▸ Aim of the exercise
Starting with the line that contains "the horse's hind", reproduce each line through the end of the listing below, with no other output.

┌─ Record list

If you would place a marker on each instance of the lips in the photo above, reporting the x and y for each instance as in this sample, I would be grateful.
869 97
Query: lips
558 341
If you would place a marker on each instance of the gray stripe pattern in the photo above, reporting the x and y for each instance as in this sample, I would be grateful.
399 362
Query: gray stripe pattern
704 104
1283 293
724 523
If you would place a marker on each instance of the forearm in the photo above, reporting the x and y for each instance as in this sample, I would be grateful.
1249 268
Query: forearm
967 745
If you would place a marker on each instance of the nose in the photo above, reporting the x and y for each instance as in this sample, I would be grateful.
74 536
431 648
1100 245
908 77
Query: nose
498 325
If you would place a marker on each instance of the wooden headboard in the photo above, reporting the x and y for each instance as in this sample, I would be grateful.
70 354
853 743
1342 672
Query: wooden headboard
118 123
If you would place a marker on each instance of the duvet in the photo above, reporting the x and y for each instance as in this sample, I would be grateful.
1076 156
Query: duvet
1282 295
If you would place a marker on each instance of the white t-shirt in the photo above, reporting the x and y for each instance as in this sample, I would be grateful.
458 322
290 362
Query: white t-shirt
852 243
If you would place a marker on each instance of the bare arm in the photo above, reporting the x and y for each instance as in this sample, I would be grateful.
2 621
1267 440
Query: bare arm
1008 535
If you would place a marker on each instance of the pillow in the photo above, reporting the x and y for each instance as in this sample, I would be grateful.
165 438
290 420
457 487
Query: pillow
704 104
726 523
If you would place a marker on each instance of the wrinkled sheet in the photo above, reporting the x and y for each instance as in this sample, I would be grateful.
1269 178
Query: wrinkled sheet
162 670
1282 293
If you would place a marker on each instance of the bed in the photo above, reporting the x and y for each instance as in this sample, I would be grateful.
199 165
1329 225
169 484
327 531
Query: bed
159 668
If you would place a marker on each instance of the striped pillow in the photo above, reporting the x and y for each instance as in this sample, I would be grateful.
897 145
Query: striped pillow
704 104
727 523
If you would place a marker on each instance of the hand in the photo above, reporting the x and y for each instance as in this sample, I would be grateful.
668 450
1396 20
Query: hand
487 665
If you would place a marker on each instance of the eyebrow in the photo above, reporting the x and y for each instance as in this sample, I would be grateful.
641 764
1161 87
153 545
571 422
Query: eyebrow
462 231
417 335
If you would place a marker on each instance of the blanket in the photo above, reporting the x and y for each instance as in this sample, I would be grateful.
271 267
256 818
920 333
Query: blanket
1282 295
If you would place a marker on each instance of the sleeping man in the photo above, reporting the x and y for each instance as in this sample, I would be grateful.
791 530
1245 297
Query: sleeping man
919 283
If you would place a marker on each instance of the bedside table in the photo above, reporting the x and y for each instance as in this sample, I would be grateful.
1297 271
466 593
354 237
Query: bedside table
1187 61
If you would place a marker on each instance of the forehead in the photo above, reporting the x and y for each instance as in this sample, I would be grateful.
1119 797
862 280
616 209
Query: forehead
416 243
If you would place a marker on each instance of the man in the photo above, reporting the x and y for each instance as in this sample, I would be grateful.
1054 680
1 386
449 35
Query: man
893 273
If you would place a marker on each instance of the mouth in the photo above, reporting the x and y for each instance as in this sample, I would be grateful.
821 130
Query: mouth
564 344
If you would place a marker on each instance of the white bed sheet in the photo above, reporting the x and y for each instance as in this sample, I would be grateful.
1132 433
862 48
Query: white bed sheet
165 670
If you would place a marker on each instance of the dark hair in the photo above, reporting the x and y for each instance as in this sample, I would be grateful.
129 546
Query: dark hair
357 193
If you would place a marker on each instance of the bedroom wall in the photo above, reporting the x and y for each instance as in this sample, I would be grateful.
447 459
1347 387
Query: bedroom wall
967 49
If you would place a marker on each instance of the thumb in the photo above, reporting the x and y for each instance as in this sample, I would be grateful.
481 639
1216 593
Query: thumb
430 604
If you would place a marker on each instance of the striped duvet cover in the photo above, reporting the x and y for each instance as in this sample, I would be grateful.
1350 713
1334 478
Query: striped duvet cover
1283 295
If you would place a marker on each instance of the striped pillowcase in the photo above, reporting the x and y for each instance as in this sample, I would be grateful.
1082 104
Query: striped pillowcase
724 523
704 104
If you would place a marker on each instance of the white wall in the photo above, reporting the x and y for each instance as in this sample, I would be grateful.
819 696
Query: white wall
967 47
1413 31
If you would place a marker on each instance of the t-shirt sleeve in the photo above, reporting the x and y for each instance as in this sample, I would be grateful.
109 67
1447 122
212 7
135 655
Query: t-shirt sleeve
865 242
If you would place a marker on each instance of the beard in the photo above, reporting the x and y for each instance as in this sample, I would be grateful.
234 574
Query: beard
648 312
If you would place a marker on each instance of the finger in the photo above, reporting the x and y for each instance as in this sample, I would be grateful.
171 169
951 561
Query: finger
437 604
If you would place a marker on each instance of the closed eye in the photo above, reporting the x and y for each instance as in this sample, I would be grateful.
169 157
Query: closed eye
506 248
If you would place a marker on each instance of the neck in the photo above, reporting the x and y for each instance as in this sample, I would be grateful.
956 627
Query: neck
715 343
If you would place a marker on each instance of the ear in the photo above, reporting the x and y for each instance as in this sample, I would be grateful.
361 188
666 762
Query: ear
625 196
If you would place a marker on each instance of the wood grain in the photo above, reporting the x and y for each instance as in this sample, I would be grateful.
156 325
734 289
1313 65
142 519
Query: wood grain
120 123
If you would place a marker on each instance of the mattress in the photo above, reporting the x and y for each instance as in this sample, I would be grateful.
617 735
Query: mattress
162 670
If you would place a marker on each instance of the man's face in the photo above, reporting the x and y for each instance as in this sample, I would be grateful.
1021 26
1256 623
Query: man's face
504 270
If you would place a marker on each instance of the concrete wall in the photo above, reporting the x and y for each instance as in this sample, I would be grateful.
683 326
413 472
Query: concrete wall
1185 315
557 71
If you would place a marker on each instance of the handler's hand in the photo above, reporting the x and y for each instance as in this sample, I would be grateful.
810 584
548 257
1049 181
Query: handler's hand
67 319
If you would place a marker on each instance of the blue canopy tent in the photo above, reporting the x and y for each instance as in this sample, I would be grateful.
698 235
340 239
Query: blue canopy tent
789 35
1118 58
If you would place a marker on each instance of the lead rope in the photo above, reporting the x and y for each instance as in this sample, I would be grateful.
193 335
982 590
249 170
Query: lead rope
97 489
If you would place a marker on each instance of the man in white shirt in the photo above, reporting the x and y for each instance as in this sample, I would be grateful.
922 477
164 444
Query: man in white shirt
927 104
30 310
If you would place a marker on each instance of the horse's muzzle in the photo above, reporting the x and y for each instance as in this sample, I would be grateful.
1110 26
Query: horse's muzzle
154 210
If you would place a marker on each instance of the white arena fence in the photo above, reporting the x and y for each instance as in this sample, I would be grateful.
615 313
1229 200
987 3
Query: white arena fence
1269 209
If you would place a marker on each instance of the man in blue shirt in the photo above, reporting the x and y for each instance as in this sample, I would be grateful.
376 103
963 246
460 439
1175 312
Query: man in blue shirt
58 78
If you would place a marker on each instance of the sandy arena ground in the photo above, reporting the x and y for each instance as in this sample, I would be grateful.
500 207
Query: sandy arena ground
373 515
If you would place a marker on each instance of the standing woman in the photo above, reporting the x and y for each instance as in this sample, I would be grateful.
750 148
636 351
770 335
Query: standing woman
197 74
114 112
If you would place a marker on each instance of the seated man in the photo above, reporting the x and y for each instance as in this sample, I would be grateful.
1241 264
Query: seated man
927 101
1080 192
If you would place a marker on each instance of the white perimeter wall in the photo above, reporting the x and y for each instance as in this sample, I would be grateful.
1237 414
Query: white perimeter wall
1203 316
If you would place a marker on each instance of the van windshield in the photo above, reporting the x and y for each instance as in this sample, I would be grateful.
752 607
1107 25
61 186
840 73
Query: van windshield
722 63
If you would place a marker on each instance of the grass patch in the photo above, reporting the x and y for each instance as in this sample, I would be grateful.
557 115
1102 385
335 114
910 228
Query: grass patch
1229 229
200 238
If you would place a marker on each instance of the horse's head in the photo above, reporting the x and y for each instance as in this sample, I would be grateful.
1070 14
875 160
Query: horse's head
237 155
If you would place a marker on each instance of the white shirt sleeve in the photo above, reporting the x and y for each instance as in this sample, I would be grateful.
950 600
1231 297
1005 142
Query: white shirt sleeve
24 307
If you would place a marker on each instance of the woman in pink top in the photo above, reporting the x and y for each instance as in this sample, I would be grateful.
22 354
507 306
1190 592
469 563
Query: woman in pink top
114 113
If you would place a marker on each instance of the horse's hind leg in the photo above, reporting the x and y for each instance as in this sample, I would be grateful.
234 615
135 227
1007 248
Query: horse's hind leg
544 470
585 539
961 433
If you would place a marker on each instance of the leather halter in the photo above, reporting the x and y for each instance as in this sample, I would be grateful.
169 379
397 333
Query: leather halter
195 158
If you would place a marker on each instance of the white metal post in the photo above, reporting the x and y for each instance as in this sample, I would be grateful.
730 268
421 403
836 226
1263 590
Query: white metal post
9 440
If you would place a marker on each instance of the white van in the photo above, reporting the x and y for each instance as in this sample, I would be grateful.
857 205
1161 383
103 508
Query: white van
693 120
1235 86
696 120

└─

▸ Task solution
If you would place a marker on each instance of the horse's hind leg in the photo above, reporting the x and y for each instance as in this sample, I would be grateful.
234 615
135 227
1007 248
Query: horse's hind leg
544 470
585 539
961 433
If you would place a marker on each instance of the leather halter in the photo above, reporting the x and y for each instance as in this sample, I would be grateful.
169 379
397 333
Query: leather halter
195 158
If you would place a marker on each instance of the white metal post in the photo above, reporting the x and y for each instance as in this sample, I would be grateful.
730 268
421 403
836 226
1263 590
Query: white metal post
9 440
If you would place a marker on each instance of the white van in the photo above, reporting the x and y for each instance as in this sample, I would be grateful.
857 205
1161 383
103 508
Query: white van
693 120
1235 86
696 120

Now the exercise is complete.